**WORK TO COMPLETE:**
Rewrite everything from the first line down through the line containing "point(428, 64)", with "white soccer sock" changed to "white sock" and nothing else altered. Leave the pictures out.

**MATERIAL PROVIDED:**
## START
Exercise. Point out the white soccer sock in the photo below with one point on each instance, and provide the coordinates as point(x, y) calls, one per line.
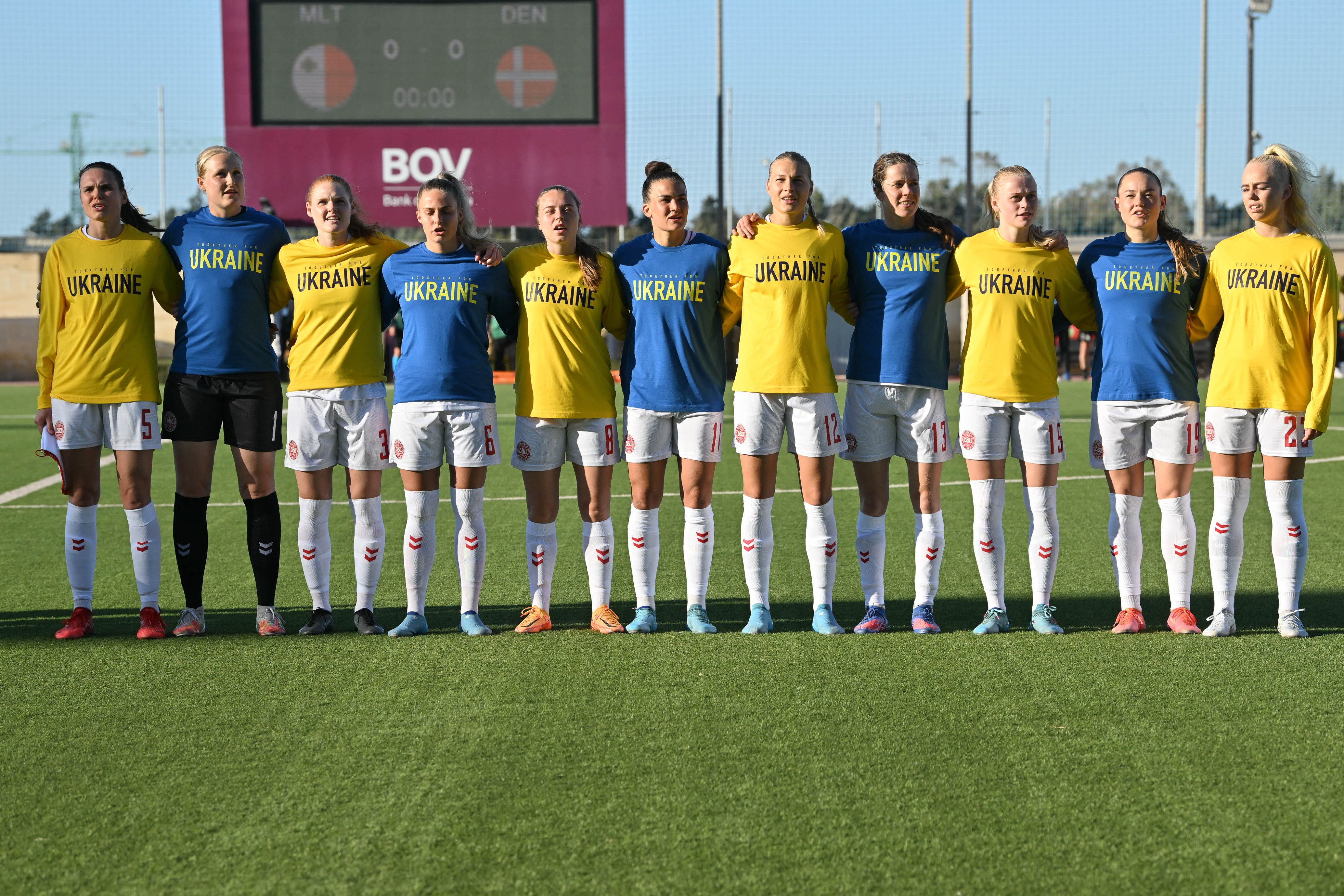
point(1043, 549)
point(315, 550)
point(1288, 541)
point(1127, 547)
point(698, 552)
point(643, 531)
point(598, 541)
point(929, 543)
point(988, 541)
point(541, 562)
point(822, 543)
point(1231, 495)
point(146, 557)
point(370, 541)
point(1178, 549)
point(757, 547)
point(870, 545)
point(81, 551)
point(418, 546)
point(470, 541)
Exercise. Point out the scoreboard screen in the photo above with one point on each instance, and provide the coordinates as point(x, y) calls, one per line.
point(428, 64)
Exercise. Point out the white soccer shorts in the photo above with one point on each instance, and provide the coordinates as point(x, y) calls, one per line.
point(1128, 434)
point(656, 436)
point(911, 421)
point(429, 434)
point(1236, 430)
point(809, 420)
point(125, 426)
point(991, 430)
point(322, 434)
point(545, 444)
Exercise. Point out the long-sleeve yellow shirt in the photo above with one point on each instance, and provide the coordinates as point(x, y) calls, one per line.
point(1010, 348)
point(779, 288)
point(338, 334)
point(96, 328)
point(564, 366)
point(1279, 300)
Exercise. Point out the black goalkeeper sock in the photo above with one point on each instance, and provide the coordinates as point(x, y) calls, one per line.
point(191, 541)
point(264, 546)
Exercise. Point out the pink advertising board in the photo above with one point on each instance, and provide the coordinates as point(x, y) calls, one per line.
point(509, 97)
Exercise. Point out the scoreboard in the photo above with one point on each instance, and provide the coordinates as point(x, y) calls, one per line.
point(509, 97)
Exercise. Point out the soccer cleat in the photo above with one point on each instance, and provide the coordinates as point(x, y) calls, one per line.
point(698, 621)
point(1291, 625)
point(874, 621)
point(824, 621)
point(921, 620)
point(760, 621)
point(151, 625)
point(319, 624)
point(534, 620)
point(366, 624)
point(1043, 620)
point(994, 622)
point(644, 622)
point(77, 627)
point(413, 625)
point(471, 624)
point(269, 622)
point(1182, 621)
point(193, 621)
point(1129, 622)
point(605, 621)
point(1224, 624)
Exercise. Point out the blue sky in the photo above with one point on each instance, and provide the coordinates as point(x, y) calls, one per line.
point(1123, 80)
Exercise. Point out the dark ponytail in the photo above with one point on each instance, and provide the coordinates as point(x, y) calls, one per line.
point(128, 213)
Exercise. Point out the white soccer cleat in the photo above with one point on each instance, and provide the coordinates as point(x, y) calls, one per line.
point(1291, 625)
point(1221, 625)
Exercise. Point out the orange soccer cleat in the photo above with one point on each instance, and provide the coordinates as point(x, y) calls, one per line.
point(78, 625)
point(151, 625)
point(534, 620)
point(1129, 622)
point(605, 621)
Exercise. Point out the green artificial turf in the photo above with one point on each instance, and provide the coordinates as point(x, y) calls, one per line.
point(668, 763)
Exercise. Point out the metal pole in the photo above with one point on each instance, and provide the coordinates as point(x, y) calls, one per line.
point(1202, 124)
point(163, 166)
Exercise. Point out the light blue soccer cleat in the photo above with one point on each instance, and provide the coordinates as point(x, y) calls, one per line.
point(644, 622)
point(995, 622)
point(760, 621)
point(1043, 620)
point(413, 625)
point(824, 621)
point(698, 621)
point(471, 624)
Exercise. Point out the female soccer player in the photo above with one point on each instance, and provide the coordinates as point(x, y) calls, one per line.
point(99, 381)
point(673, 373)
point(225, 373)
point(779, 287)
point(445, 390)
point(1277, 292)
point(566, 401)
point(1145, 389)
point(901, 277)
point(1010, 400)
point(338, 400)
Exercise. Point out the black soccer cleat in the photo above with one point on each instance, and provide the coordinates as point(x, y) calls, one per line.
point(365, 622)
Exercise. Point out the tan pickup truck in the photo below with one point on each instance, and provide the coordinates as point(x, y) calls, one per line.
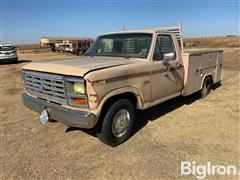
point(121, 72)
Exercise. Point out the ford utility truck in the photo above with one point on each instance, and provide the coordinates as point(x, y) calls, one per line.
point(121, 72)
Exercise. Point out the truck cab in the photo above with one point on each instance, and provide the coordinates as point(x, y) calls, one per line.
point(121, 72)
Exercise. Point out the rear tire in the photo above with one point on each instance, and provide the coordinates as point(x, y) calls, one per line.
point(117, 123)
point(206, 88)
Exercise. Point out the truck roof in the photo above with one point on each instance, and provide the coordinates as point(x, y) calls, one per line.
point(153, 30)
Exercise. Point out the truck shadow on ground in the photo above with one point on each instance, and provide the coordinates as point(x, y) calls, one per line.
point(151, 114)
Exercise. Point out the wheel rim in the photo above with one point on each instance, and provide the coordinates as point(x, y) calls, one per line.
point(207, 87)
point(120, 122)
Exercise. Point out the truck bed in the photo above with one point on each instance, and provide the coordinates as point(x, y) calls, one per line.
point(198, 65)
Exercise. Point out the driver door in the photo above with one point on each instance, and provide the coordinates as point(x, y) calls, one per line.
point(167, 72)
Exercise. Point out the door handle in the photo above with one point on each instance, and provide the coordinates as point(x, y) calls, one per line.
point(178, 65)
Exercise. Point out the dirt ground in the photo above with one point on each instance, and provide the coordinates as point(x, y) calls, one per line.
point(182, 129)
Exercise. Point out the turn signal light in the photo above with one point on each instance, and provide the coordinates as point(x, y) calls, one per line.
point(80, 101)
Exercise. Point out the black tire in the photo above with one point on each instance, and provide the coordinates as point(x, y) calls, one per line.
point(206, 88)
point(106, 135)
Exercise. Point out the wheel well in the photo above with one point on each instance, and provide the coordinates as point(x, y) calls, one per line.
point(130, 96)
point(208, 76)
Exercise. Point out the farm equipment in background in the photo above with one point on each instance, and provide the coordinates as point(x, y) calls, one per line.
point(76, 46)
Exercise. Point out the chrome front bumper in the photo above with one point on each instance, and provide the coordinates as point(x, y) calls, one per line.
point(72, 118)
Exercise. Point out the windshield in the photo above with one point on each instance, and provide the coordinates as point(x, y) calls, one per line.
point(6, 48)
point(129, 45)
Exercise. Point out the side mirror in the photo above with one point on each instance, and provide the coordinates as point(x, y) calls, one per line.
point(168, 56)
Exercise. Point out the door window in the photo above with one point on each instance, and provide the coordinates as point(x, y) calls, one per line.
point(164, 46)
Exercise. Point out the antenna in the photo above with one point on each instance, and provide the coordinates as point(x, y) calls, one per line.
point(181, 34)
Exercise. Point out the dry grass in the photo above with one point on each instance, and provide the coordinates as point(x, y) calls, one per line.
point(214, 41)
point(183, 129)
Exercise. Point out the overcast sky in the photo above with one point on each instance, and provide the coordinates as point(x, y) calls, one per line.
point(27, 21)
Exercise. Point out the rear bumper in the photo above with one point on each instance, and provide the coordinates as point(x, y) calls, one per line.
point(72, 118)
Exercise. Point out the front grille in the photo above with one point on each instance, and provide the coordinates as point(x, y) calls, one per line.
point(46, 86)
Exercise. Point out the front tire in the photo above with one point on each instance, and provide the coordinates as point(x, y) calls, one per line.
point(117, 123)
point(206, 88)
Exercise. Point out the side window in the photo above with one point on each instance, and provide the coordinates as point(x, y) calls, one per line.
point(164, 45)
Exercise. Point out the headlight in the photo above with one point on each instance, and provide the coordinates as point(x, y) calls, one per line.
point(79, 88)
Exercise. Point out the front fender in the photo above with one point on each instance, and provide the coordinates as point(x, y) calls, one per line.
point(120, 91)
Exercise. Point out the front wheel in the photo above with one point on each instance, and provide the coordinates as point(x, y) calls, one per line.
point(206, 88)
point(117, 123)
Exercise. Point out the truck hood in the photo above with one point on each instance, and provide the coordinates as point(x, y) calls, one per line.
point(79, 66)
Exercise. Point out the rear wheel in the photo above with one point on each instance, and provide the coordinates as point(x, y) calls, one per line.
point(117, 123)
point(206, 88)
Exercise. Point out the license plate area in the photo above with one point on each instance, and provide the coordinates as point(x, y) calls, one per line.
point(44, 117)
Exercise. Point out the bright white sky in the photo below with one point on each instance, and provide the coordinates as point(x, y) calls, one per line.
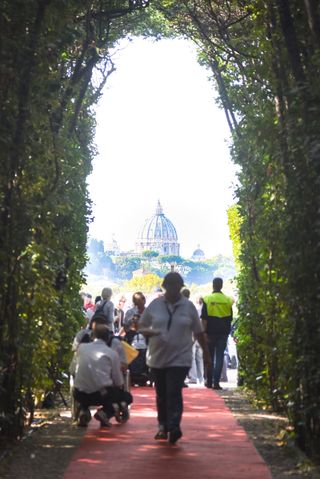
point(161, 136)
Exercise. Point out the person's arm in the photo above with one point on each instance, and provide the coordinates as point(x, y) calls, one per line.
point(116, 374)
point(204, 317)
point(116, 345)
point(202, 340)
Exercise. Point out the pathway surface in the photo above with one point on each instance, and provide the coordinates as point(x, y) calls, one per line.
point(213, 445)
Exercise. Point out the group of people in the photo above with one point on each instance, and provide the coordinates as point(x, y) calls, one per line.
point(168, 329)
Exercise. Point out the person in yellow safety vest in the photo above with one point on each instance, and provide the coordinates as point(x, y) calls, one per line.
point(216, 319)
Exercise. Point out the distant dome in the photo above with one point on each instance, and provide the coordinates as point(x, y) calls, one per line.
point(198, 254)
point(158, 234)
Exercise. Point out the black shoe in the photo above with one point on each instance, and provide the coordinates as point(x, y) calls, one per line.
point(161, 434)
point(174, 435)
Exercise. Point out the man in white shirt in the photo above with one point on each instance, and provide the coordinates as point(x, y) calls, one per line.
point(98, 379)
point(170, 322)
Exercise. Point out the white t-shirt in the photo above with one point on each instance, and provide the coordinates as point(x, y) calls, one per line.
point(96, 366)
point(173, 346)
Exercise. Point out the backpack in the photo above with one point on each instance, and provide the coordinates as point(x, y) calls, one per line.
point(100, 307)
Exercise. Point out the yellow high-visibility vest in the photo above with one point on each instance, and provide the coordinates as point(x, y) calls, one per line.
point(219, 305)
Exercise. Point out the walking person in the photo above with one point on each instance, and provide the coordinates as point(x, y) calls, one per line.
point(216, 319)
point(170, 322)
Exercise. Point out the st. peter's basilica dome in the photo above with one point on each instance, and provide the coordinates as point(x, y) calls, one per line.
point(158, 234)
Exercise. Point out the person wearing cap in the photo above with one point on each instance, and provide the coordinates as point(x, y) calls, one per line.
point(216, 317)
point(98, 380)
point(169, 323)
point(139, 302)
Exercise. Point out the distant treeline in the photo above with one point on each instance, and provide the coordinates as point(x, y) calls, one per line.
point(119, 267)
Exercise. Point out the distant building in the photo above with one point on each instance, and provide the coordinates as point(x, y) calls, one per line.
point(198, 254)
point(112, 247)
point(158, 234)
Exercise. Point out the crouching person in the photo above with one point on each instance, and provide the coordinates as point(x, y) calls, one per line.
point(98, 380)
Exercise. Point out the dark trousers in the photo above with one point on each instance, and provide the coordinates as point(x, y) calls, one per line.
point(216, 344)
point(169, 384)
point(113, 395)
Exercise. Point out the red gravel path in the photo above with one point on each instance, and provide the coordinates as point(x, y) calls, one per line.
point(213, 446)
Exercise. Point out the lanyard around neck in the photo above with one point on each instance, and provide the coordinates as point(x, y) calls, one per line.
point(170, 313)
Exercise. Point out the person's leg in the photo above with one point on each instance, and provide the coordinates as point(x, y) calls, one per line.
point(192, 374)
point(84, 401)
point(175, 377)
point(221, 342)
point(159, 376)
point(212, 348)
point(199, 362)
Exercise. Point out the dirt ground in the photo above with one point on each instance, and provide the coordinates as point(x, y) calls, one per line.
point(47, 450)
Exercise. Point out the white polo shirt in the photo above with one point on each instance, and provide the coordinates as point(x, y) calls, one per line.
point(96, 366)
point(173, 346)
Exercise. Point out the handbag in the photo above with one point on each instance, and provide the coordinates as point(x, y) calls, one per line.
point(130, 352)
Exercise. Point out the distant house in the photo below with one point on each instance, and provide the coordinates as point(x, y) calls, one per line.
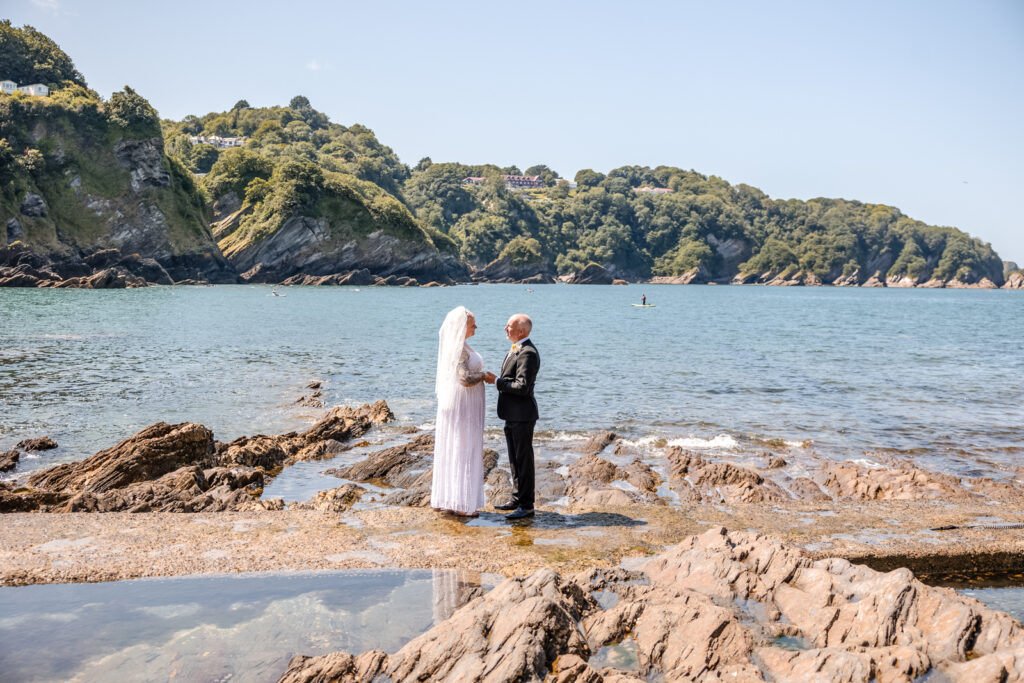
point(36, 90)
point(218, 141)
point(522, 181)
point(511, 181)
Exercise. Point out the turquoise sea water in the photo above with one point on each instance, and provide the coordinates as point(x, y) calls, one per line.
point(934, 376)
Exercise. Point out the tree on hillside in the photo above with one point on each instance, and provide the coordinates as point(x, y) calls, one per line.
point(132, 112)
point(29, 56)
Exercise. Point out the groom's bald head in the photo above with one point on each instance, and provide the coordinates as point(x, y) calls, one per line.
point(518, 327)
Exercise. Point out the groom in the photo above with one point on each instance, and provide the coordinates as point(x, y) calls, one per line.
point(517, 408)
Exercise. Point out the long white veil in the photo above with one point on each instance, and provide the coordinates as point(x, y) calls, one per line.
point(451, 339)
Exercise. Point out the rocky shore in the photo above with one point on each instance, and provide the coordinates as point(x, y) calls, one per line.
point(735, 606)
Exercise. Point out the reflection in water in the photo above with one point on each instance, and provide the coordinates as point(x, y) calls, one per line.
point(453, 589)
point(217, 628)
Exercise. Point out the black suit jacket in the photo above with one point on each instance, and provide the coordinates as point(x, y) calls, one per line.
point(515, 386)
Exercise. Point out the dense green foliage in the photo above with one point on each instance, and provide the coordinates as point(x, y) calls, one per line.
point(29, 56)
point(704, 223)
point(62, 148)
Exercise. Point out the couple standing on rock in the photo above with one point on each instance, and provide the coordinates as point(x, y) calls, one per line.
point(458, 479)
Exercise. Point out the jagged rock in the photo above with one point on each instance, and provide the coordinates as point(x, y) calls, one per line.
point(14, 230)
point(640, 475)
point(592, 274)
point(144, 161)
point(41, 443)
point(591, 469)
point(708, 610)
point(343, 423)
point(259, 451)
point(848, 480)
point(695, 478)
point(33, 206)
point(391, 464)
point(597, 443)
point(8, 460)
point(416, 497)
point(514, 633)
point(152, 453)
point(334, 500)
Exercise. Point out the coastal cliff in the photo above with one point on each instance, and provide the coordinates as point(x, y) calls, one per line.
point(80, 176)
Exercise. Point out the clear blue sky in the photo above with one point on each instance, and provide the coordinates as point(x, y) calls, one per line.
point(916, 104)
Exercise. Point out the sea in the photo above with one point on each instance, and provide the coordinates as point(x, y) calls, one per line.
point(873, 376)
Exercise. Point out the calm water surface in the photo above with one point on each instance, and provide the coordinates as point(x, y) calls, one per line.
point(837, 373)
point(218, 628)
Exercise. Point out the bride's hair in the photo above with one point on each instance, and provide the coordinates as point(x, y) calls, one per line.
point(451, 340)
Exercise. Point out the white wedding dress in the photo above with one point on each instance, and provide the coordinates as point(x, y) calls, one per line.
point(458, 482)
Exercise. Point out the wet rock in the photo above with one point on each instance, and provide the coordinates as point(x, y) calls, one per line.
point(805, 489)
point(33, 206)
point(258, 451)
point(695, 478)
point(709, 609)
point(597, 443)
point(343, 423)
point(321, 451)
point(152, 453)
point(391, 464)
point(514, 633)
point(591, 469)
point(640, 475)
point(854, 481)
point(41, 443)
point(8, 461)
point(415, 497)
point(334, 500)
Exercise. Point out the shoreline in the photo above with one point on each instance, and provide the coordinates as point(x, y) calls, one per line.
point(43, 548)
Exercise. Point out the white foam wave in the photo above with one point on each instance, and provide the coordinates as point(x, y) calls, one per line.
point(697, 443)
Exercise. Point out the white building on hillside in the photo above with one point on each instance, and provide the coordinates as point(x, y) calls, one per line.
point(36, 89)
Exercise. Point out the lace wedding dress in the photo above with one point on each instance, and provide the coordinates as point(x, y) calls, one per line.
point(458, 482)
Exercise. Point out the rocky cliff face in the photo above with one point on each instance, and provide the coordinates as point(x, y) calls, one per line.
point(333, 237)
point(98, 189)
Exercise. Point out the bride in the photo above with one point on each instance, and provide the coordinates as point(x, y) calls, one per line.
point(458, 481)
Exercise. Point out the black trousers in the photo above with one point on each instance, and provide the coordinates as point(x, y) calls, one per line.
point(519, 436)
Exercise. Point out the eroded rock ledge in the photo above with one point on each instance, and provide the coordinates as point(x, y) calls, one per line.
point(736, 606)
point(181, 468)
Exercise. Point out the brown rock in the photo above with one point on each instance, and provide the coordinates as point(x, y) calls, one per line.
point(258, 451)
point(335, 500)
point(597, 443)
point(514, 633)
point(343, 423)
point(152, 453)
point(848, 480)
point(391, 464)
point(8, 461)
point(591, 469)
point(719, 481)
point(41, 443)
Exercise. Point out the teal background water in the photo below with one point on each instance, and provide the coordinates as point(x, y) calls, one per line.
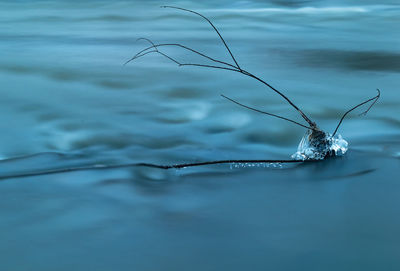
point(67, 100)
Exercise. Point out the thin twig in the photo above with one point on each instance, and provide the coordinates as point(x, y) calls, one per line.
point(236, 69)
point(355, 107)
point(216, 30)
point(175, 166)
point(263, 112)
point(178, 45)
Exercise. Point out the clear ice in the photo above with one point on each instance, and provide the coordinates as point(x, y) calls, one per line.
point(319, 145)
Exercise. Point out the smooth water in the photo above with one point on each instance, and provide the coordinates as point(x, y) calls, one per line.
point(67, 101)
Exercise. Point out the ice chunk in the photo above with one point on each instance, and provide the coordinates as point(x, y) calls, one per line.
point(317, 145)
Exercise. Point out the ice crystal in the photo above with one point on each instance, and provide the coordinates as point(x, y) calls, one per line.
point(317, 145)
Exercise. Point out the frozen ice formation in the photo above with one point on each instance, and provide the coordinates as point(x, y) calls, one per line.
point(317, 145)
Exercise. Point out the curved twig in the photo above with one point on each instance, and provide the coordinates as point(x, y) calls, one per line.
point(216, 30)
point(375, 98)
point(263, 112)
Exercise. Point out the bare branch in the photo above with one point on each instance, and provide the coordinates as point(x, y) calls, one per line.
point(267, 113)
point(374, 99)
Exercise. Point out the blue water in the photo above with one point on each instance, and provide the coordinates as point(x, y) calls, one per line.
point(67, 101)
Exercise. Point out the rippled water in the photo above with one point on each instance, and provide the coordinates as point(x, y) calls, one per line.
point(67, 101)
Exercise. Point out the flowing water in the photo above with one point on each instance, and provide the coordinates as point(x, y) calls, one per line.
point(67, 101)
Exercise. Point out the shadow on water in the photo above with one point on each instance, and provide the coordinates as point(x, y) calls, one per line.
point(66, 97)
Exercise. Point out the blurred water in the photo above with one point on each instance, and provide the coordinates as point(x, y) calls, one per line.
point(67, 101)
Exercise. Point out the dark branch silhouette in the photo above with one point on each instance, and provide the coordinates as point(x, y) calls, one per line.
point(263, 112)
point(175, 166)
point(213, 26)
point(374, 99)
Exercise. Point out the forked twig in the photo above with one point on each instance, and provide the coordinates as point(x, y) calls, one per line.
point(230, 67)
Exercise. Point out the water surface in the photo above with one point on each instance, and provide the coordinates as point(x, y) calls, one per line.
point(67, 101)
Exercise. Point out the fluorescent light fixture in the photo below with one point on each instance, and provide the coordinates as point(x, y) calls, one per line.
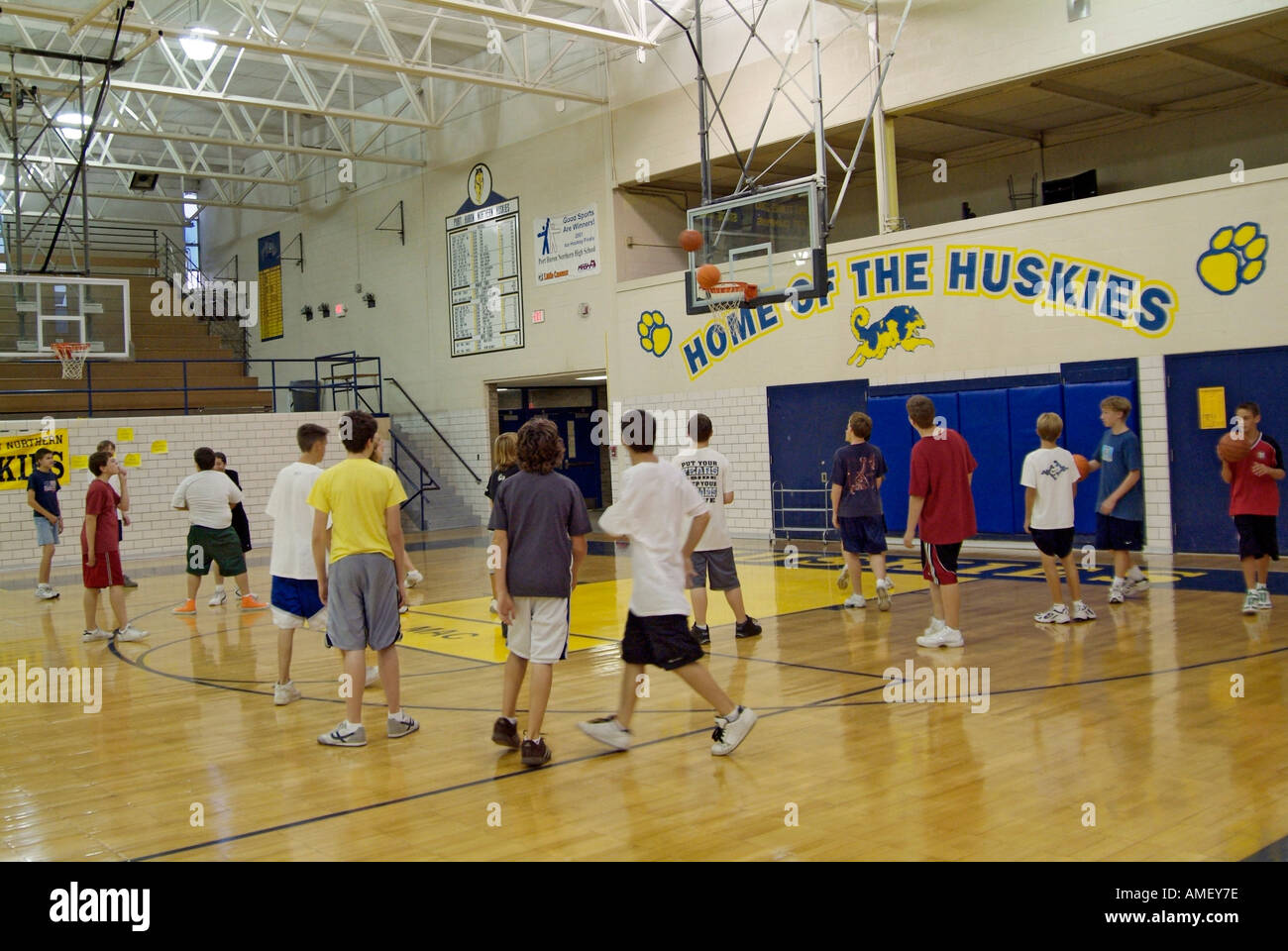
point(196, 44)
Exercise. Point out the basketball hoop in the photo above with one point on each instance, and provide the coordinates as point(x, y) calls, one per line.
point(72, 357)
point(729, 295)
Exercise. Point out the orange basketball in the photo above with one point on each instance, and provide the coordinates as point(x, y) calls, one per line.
## END
**TASK ANSWER:**
Exercise. Point out the white sock in the photo below with one point on each instance, and provide the coordinates as point(x, y) calls, one per line.
point(1043, 549)
point(315, 550)
point(1288, 541)
point(1127, 547)
point(698, 552)
point(643, 531)
point(598, 541)
point(929, 543)
point(988, 541)
point(541, 562)
point(822, 543)
point(1231, 495)
point(146, 557)
point(370, 541)
point(1178, 549)
point(757, 547)
point(870, 545)
point(81, 551)
point(418, 546)
point(470, 541)
Exercise. Point out the scoreboard screen in the photo above with one point on each instance, and provide the coordinates as point(x, y) calls, one per line.
point(428, 64)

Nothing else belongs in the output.